■ **WHAT THE TASK REQUIRES**:
Output, word for word, every line from the line with "If you could point to the soccer" through the final line of the data below.

■ **THE DATA**:
--- START ---
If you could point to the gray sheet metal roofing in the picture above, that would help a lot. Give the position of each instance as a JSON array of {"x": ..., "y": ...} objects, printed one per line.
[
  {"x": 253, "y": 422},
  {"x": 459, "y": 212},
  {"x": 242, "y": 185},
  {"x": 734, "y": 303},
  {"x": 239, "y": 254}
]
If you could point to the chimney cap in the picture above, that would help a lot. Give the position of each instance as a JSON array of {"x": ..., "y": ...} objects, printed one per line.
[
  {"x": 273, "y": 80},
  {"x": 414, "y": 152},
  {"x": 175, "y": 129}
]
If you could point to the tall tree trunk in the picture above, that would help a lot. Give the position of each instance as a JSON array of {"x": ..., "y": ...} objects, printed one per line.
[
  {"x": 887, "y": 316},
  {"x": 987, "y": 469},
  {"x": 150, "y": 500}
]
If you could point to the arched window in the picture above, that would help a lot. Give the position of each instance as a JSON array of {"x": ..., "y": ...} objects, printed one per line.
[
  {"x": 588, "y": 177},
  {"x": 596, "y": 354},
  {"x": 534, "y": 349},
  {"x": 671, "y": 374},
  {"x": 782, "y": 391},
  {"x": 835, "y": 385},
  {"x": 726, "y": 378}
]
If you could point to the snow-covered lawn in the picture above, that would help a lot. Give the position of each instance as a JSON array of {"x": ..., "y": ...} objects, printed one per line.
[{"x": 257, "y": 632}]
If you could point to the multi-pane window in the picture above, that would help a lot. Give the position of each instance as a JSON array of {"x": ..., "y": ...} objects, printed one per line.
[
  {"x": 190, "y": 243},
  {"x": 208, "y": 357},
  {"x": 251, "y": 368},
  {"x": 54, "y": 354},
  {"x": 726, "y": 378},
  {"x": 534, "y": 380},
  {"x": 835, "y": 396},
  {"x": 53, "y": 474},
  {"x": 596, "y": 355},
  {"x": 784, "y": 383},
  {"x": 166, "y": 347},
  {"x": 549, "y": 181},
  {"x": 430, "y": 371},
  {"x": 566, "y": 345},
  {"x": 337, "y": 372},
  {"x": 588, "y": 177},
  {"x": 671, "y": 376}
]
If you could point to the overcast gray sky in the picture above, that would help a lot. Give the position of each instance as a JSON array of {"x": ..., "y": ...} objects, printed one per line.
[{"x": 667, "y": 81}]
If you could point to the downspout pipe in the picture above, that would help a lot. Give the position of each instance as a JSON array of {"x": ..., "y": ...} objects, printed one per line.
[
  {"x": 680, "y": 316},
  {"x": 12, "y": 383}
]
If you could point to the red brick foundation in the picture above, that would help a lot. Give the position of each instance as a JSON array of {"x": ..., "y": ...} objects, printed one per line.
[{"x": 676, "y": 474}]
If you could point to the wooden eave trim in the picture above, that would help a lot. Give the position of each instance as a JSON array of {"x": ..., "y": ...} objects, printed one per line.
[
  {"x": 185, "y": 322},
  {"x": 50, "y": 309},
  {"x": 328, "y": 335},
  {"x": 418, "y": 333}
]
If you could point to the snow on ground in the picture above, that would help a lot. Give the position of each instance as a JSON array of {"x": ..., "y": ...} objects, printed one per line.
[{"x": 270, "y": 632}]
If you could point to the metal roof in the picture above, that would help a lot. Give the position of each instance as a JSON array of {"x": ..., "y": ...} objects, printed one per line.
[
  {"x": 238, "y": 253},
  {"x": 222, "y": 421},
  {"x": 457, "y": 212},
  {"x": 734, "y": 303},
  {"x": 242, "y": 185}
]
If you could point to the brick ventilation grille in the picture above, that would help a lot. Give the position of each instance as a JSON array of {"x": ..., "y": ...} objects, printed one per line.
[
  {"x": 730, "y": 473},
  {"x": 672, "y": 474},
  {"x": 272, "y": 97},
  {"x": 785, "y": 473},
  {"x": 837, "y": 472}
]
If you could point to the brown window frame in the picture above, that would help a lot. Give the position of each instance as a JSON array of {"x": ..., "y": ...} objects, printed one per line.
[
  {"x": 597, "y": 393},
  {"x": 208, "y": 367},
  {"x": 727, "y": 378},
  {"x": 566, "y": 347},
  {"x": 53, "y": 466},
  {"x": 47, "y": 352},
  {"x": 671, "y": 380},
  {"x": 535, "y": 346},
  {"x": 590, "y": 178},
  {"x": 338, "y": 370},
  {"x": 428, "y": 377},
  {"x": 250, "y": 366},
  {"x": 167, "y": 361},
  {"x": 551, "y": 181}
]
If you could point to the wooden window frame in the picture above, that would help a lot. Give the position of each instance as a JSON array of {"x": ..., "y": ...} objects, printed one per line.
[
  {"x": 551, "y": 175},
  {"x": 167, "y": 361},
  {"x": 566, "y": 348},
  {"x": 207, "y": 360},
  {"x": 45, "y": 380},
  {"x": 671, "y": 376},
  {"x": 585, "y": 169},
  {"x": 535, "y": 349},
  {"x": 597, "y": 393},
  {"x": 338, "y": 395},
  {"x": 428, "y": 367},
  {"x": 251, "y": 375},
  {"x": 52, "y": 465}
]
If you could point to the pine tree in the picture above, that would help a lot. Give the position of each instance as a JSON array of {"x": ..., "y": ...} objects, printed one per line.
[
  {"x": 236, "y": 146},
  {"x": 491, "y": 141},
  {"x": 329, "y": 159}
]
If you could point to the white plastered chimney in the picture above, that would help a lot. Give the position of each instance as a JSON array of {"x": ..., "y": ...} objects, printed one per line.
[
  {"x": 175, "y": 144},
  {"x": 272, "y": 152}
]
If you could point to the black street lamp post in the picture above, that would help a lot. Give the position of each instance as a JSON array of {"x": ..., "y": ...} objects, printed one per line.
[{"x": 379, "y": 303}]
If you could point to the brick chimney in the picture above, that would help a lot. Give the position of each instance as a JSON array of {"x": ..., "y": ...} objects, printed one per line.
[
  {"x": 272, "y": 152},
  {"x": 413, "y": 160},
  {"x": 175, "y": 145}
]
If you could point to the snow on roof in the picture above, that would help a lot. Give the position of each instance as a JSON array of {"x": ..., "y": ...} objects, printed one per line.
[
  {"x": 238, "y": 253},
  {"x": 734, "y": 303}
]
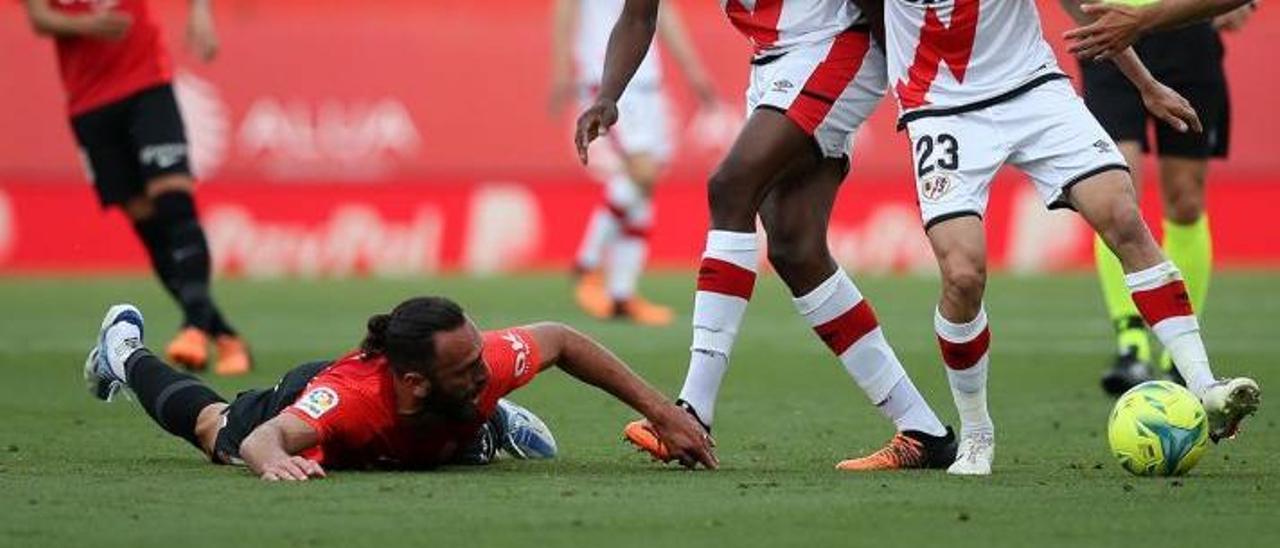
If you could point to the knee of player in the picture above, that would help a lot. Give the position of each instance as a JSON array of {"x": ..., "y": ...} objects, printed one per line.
[
  {"x": 964, "y": 277},
  {"x": 794, "y": 249},
  {"x": 731, "y": 202},
  {"x": 1125, "y": 224},
  {"x": 1184, "y": 208}
]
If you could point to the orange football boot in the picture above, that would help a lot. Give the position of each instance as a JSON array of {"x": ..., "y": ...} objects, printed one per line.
[
  {"x": 908, "y": 450},
  {"x": 233, "y": 356},
  {"x": 644, "y": 313},
  {"x": 592, "y": 296},
  {"x": 190, "y": 348},
  {"x": 640, "y": 433}
]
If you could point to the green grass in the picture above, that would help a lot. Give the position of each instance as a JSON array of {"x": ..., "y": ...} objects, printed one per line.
[{"x": 77, "y": 471}]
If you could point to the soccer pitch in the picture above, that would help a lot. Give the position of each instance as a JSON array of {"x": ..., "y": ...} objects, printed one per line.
[{"x": 78, "y": 471}]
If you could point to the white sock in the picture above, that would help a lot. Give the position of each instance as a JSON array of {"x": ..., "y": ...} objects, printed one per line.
[
  {"x": 122, "y": 341},
  {"x": 1162, "y": 300},
  {"x": 629, "y": 256},
  {"x": 600, "y": 232},
  {"x": 965, "y": 351},
  {"x": 606, "y": 224},
  {"x": 846, "y": 323},
  {"x": 725, "y": 283},
  {"x": 906, "y": 407}
]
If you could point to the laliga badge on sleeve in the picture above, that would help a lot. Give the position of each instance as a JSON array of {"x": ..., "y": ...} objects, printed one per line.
[{"x": 318, "y": 401}]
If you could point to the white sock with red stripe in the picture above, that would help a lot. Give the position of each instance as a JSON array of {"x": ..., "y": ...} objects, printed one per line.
--- END ---
■ **SOLUTION TO THIS PROBLEM**:
If you could point to the soccer pitch in the picture above, that would help a lot. Give the position of each instance as a JSON array of {"x": ..., "y": ...} objects, printed one per line.
[{"x": 78, "y": 471}]
If you could point to the white sock in the picture above, that would help a lot. Give the position of each instance as a JSON array of {"x": ..., "y": ...} objects, printed one per line.
[
  {"x": 122, "y": 341},
  {"x": 1162, "y": 300},
  {"x": 629, "y": 256},
  {"x": 600, "y": 232},
  {"x": 965, "y": 351},
  {"x": 606, "y": 224},
  {"x": 846, "y": 323},
  {"x": 725, "y": 283},
  {"x": 906, "y": 407}
]
If you could point to the laliga badge on sleeve in the picture above, that would help a lot. Give the position of each instance as a JSON array of {"x": ..., "y": ...} objects, printed one per line.
[{"x": 318, "y": 401}]
If you could point to the white sock with red stripe in the picture above, that would help a lot. Give the position of each instance as a JSON array of {"x": ..., "y": ...} objects, printed one per line.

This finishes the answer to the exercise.